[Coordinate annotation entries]
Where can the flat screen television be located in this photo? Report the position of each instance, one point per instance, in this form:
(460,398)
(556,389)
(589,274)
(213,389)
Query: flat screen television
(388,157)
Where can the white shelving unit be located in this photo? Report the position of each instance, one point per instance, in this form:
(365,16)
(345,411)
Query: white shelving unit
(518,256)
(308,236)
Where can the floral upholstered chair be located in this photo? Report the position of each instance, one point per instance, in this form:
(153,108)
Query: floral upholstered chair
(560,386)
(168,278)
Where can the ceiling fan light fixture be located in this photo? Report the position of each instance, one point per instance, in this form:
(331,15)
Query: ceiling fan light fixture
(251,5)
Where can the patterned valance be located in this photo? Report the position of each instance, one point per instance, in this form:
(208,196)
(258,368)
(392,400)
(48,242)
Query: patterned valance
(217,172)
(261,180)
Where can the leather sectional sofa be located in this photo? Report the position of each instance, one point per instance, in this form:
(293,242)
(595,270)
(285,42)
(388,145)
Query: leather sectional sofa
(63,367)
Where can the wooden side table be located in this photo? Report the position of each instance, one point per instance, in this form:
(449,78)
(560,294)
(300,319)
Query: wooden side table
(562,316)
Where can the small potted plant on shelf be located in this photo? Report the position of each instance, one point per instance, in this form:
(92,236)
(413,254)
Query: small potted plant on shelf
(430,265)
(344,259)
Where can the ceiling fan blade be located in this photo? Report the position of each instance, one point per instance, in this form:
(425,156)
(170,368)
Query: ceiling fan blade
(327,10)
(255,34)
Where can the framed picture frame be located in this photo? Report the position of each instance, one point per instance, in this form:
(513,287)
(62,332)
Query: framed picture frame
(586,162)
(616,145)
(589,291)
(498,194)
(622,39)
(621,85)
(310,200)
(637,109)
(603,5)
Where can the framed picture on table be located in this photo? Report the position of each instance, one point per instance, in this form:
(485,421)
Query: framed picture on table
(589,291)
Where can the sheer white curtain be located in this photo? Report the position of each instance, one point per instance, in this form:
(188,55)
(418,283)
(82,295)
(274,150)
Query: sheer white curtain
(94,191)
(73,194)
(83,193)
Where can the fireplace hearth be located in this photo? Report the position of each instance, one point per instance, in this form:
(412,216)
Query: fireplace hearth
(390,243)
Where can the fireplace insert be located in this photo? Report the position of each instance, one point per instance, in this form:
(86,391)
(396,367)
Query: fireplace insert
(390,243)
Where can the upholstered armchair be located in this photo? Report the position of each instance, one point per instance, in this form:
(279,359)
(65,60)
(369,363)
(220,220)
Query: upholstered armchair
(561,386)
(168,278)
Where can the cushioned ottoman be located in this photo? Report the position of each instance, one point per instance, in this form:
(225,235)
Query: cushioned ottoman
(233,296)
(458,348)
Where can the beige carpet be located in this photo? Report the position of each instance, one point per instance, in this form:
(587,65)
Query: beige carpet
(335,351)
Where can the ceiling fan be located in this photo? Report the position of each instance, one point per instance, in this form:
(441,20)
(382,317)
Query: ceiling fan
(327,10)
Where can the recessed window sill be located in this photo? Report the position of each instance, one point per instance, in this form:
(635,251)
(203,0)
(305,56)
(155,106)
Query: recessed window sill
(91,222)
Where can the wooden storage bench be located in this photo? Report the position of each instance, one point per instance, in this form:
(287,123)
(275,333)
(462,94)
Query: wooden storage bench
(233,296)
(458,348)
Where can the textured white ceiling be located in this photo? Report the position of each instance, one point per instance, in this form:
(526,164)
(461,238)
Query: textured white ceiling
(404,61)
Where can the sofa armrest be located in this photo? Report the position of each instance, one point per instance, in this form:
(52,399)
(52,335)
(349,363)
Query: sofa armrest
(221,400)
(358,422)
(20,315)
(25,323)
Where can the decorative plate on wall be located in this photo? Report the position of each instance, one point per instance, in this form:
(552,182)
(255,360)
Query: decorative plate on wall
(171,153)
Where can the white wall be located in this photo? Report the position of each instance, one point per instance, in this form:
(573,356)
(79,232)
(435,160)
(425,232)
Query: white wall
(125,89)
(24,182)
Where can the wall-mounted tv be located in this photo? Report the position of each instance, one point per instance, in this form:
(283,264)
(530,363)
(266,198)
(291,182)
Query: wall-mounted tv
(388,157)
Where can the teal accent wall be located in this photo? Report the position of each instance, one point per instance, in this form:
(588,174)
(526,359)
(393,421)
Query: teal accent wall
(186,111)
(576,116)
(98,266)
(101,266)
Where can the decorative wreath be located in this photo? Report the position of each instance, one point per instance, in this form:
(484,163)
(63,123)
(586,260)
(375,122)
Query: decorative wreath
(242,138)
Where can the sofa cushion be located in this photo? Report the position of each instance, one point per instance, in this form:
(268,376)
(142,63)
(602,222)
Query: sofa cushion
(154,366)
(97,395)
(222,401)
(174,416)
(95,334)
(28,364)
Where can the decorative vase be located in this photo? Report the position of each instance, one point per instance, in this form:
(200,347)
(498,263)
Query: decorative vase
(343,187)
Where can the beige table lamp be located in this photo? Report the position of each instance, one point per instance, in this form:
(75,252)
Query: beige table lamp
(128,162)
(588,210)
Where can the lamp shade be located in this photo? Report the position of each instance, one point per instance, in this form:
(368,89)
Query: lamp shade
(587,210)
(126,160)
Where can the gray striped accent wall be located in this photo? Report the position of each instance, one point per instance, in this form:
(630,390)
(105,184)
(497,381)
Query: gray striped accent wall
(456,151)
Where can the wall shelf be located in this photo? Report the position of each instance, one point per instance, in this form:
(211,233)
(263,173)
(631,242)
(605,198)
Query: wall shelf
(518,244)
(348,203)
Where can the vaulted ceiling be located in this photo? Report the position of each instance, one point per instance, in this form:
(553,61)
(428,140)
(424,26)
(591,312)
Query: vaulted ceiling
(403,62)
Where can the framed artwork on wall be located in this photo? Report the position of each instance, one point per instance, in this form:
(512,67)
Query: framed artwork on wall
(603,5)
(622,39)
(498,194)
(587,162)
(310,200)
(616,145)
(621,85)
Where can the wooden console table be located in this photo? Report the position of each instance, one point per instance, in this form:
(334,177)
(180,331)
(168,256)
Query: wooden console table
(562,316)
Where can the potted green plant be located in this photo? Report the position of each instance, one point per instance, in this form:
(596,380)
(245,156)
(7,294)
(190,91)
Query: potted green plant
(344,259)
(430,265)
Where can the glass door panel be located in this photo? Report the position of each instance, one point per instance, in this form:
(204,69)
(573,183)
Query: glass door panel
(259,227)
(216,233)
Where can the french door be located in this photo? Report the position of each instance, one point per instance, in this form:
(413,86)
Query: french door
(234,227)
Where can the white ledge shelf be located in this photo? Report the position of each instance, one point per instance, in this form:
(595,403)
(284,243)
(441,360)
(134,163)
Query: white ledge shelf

__To do__. Write out every entry again, swapping each "Query" for "Object" and leaving everything else untouched.

__Full solution__.
Where can the flat screen television be located in this photo? Report the position of each instance, one point per instance, in this form:
(460,398)
(556,389)
(589,274)
(213,389)
Object: flat screen television
(388,157)
Where can the white shelving unit be located in this photo? Report the position of each instance, one point per instance, in this form:
(365,16)
(345,411)
Object: white shelving unit
(518,256)
(308,236)
Where can the floral upholstered chair be located in this photo? Report the position of each instance, one point per instance, in this form:
(153,108)
Object: floral upholstered chair
(560,386)
(168,278)
Where can the ceiling fan light fixture be located in this photo? Report the position of each instance, one point per instance, in this form:
(331,15)
Object: ceiling fan light fixture
(251,5)
Where can the patterned valance be located in this photo? Report the position of each instance, one point per instance, in this form:
(208,196)
(258,368)
(392,400)
(48,242)
Object: patterned valance
(217,172)
(261,180)
Where can the leather sectional sofa be located in this photo? Report the position of each instance, one point per instance, in this form:
(293,242)
(595,270)
(285,42)
(388,145)
Object: leather sectional sofa
(63,367)
Where can the wooden side table be located in this photo? Report the position of each instance, one point per instance, in this form:
(449,78)
(560,294)
(300,319)
Object: wooden side table
(562,316)
Where can the small potted plant on shelf be located in this photo? Report the position of each instance, one point per instance, in this form:
(92,236)
(413,254)
Object: small potted plant on shelf
(430,265)
(344,259)
Where can the ceiling fan blade be located in this photo? Report the position of each instance, one point per instance, in this form:
(425,156)
(170,368)
Object: ceiling fan blade
(327,10)
(255,34)
Where can the framed picture frame be located in this photo? Report the position of each instance, one point per instance, in this form:
(513,287)
(62,332)
Object: framed picture frame
(586,162)
(616,145)
(589,291)
(498,194)
(622,39)
(621,85)
(310,200)
(637,109)
(603,5)
Where can the framed picture on table be located in this photo? Report the position of each instance, one point per instance, in this form:
(485,421)
Object: framed picture on table
(589,291)
Where can the sheer white curtain be located in this photo? Report the position of each instance, one point per instance, in this form:
(188,55)
(418,283)
(82,295)
(274,150)
Object: sheer white curtain
(94,191)
(73,194)
(83,193)
Where can the fireplace hearth be located in this photo? Report the position of each instance, one point per instance, in this form:
(412,216)
Object: fireplace hearth
(390,243)
Where can the fireplace insert be located in this photo? Report the position of each instance, one point per instance, in this form:
(86,391)
(396,367)
Object: fireplace insert
(390,243)
Where can the upholstered armchair be located in this photo? Report the position of each instance, one point per instance, in this form:
(279,359)
(65,60)
(369,363)
(220,220)
Object: upholstered armchair
(561,386)
(168,278)
Where can the cushioned ottoman be located in this photo? Report the position of each instance, one point per instance, in this form:
(225,235)
Object: cushioned ottoman
(233,296)
(458,348)
Where can the beige carpet be located in this photo? Report the position of each instance, one point per instance, in this form:
(587,65)
Object: beige carpet
(335,351)
Where can the ceiling fan be located in this photo? Report the position of each instance, one point per instance, in this form:
(441,20)
(382,317)
Object: ceiling fan
(327,10)
Where can the recessed window sill be located in this photo? Report the position of each instance, one point per instance, in this form:
(635,251)
(203,0)
(305,56)
(155,106)
Object: recessed window sill
(91,222)
Where can the wooden storage bench be located in this photo? Report the position of each instance, one point per instance, in this form:
(287,123)
(275,333)
(462,94)
Object: wooden storage bench
(233,296)
(458,348)
Where can the textured white ceiling be located in this photo? Report the position of each instance, one point per instance, in this form:
(526,164)
(461,238)
Object: textured white ceiling
(404,61)
Where can the sofa armrest be located in this photo? Report the position of each instance, one point per instance, in this form:
(52,399)
(52,335)
(349,363)
Object: sofa armrest
(221,400)
(358,422)
(20,315)
(25,323)
Where can the decorative plate on wall be located in this photo? Report the position of each instance, one point per instance, in this form:
(552,182)
(255,360)
Object: decorative plate on wall
(171,153)
Where can the white wall be located in this photo? Report the position of each instance, one point per instance, in this form:
(573,356)
(79,232)
(435,160)
(425,232)
Object: white wall
(125,89)
(24,182)
Where can the wall-mounted tv be located in this photo? Report the position of each instance, one point per instance, in this form:
(283,264)
(530,363)
(266,198)
(291,182)
Object: wall-mounted tv
(388,157)
Where can the teal accent wall be located in this photo? Report the position of each instance, one point per instance, in this form:
(588,174)
(526,359)
(393,421)
Object: teal accent wall
(186,111)
(576,116)
(98,266)
(101,266)
Where can the decorative wreath be located in this photo? Report the position of each instance, one point per instance, in this form:
(484,163)
(63,123)
(586,260)
(375,122)
Object: decorative wreath
(242,138)
Where can the sofa cushion be located in this photo? Report the position of each instance, one point per instance, in this form:
(268,376)
(142,63)
(602,222)
Object: sofa cushion
(154,366)
(97,395)
(222,401)
(174,416)
(95,334)
(28,364)
Where can the decorative vase be located in this photo? Report the position of each instance, one point per instance, in this form:
(200,347)
(498,263)
Object: decorative vase
(343,187)
Where can the beige table lamp be located in this photo? Report the position of each instance, one point per instance, in this form:
(75,252)
Object: beige table lamp
(128,162)
(588,210)
Where can the lamp shade be located in this photo? Report the position of each instance, one point per instance, in this form:
(368,89)
Object: lamp shade
(587,210)
(126,160)
Where can the gray striped accent wall be located in this photo? Report the position of each instance, one point per instance, in this form:
(630,390)
(105,184)
(497,381)
Object: gray striped accent wall
(456,151)
Where can the wall shelf be located in this photo? Report the position of each instance, one point per instance, in this form:
(211,233)
(263,173)
(631,242)
(605,198)
Object: wall shelf
(518,244)
(348,203)
Where can the vaulted ceiling be located in this photo? Report the position of each instance, one point per instance, in this form:
(553,61)
(428,140)
(424,26)
(591,312)
Object: vaulted ceiling
(403,62)
Where can the framed artwork on wall be located in this photo? Report the position of each instance, one point per instance, in this form:
(512,67)
Object: framed artwork on wall
(603,5)
(622,39)
(498,194)
(587,162)
(310,200)
(616,145)
(621,85)
Where can the wooden console table be located in this photo? Report the position of each instance, one point per instance, in this form:
(334,177)
(180,331)
(168,256)
Object: wooden console table
(562,316)
Where can the potted green plant be located in this photo? Report the position of each instance, one point per instance, in this form:
(596,380)
(245,156)
(7,294)
(190,91)
Object: potted green plant
(344,259)
(430,265)
Where can the glass door panel be located in this photo? Report the position of each instance, one point per instance, in this form:
(204,69)
(573,183)
Object: glass door panel
(259,227)
(216,233)
Where can the french door be located in this photo? Report the position of each instance, one point per instance, in this form:
(413,86)
Object: french door
(234,227)
Where can the white ledge shelf be located in this photo? Report the position of each instance, one point per instance, in this form:
(595,403)
(284,243)
(441,360)
(134,163)
Object: white ledge shelf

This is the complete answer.